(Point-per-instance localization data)

- - - - -

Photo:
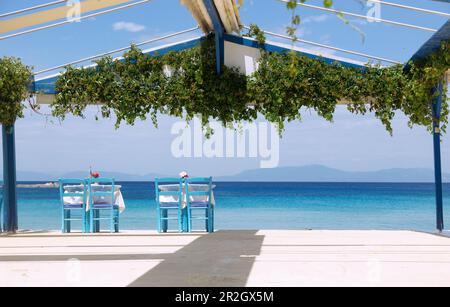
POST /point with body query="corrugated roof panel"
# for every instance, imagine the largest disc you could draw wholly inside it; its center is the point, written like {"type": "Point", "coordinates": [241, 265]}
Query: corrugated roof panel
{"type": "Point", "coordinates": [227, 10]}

- - - - -

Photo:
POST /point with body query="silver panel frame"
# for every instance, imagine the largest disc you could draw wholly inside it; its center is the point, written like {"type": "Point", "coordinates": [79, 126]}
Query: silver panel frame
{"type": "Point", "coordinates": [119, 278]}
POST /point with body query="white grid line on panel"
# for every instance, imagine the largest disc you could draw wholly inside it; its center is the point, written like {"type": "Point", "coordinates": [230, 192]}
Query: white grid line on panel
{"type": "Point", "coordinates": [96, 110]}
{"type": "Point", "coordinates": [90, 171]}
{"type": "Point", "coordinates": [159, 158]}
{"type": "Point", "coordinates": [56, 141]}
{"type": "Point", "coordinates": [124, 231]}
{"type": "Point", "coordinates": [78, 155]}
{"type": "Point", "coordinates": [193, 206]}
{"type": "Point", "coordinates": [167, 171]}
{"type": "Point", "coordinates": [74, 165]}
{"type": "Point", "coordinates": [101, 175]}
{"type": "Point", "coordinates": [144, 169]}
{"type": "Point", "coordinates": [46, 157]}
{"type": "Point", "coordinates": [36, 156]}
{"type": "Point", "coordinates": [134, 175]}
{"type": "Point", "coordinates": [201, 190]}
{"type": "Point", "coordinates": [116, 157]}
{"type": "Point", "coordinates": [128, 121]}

- - - - -

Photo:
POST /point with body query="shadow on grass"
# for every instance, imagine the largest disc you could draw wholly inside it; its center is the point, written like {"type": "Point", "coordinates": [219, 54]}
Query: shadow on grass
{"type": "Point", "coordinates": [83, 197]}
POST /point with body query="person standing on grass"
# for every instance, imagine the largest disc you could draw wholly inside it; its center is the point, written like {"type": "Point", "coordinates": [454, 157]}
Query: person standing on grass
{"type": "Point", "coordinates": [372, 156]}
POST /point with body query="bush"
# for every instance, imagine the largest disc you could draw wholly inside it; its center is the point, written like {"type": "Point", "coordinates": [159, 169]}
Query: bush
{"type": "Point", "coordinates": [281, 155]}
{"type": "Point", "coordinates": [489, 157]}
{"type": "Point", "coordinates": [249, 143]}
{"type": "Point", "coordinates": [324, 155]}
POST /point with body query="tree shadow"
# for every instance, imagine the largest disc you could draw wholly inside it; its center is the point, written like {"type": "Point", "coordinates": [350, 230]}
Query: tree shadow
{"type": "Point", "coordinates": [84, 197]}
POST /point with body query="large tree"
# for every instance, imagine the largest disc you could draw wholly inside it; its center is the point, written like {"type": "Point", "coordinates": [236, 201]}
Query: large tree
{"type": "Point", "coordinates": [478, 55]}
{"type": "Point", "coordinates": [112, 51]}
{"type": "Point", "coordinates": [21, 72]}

- - - - -

● WHAT THE EXERCISE ASKS
Every line of the entries above that contains the word "POST" must be tallied, and the number alone reported.

● EXERCISE ANSWER
8